PROVIDED MATERIAL:
========================================

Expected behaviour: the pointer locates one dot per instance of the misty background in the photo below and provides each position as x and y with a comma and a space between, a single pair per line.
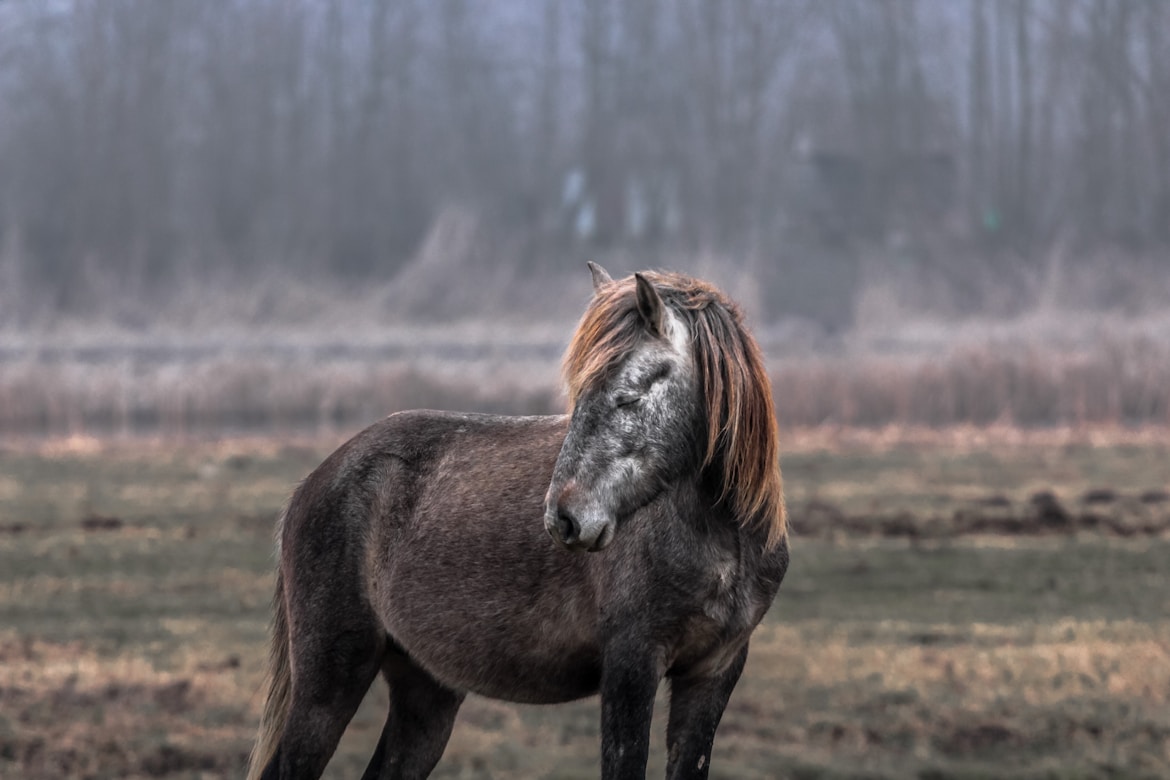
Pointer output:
291, 212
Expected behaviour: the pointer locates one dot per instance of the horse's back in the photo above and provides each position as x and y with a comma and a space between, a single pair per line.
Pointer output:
456, 564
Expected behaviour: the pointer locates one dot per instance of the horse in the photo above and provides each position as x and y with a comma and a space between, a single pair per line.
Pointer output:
542, 559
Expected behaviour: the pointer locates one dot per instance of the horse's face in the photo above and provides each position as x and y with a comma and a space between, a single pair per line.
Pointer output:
628, 437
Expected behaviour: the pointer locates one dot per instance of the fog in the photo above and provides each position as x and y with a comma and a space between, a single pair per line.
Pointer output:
236, 181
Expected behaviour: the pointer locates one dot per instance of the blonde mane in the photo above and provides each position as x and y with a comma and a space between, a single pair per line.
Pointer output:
741, 416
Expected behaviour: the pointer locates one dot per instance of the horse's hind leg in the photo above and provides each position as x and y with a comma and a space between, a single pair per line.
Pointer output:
332, 670
421, 715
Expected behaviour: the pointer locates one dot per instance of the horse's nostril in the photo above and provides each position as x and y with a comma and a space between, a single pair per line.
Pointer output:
568, 526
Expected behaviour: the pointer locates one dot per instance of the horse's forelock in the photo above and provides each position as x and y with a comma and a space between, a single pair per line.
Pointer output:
738, 394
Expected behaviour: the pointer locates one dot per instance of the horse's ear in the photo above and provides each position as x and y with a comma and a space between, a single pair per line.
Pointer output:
649, 305
600, 276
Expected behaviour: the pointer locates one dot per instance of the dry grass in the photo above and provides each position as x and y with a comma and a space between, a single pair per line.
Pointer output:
1119, 384
136, 648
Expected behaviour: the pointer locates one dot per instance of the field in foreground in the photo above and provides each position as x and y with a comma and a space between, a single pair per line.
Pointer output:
909, 640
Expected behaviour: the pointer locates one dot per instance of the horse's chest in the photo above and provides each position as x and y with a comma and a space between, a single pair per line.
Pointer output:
723, 614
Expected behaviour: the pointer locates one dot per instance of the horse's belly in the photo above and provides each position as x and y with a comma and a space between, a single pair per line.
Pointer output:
477, 658
497, 642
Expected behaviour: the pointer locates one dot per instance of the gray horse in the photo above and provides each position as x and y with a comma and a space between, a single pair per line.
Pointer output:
418, 549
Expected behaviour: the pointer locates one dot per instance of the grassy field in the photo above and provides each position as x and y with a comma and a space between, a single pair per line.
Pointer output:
907, 640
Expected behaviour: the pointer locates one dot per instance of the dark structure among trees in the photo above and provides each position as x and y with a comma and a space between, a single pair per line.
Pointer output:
158, 139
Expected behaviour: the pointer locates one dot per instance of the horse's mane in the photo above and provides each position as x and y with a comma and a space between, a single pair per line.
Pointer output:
741, 418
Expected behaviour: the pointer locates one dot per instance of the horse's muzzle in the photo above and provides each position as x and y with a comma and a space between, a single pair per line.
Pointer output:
579, 531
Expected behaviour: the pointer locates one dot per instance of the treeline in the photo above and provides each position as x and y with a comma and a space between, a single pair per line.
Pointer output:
156, 139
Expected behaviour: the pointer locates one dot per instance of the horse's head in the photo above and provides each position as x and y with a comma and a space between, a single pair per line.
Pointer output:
637, 421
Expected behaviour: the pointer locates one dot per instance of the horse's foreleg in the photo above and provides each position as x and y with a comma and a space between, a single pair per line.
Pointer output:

========================================

Could you copy out all of the records above verbatim, leaving the pictures out?

FINISHED ANSWER:
Expected behaviour: the pointer locates one dot per instance of the misty background in the photo below and provides each position as x and y with a comma and a space between, a single pair per line.
Pointer output:
291, 212
Expected behaviour: the pointer locates one dot per instance of the horse's back in the photo above and provides each position as x and y with a comma and a space between, a single pair per line.
Pointer output:
456, 564
Expected behaviour: the pointer locates one dot per instance of the horse in the photo above and provides each position as x and y with a comma and a space between, a single pair per line.
Pointer output:
542, 559
Expected behaviour: the pointer locates one dot per instance of the horse's face in the photo above and provides each position as x and y with a comma and a space between, a single pair per line.
Pointer output:
628, 437
Expected behaviour: the pointer locates one dot per instance of the fog in the photo above and provides each position as x and y with a comma and a space between, a single pair per line.
Pointer output:
236, 181
Expected behaviour: the pointer locates one dot per instance of the blonde mane in the photo above and provides each position as x and y with a comma and a space between, a single pair per line.
Pointer output:
741, 416
Expected behaviour: the pointer locates one dot per instance of the horse's hind leg in the photo above and provides each position as x and y with a comma and a space between, a single pair per line.
Pointer output:
332, 670
421, 715
Expected behaviour: the pointer locates one dot per instance of the horse's nostril in the photo above and provides each position as x and y with a comma and a space between, a single pair per line.
Pointer output:
568, 526
Expected behaviour: the pointer locates one dot per instance of the horse's forelock in the photo above and provides each position as x and y with a comma and a space between, a single pair per line.
Pointer output:
738, 394
Expected behaviour: the pointer locates one dot per instance of the horse's ear in the photo above and provides each position as x and y with a comma and a space between, a single pair per line.
Pointer output:
649, 305
600, 276
Expected behaviour: the pointer locates one dot per instance of the dry grass in the photo above and provides each position as x and y with a comma and a space between, a single pair per line.
Pointer output:
1119, 384
136, 648
Expected behaviour: the pointer locates one dot per instance of the field in foreground in the photo above and provides each position as x and y with a comma and a space between, a single pair per line.
Pointer output:
909, 640
Expected behaviour: the pointer locates one dot per instance of the horse's chest in the photo above and provides each position as x and y with a comma and a space between, a single pair per line.
Pointer output:
723, 614
Expected behaviour: the pointer locates one dot per instance of the horse's belly in the photo above and provides each position as x and y with a comma and a space between, a single pair per line.
Pointer output:
477, 658
497, 642
Expected behaviour: the pointer locates one dot per instance of the gray horse in the photo above and provides each position as x and y with a comma and a space between, a single pair per line.
Pointer output:
418, 549
Expected behaviour: the pointer locates one dot per instance of the grassy field in the photo above and provides each position as x and y with a comma and a space between, a single pair per line.
Pointer output:
907, 640
Expected behaviour: the pointer locates one dot per instance of the dark structure among trees in the photo above and provides each position as x and y with a comma and a space between, a single pair per line.
Pointer output:
158, 139
Expected behaviour: the pointer locates one dot per instance of the horse's mane in the photo above and provides each position as x and y with a comma and a space between, a single pair per line.
Pointer output:
741, 418
Expected behaviour: the pointer locates one dot per instance of the horse's muzzle in the photo above and provides each position as x and y with a comma and a space between, a single pair per line.
Pointer output:
579, 531
Expected behaviour: the pointer locates one dot per instance of the treeline in the photo above and provides each position as x and y with a comma and a space between, a single pair per line.
Pointer output:
156, 139
Expected behaviour: the pointer locates one dot per instance of the horse's head in the photo above and provides each position as x and y with a comma and a space between, a single pair per line.
Pointer output:
637, 421
Expected behaviour: the pointer locates one dot per instance of the horse's foreleg in the photo above and provides each position as x and y with a comma and a space between, a single pair per line.
Pointer output:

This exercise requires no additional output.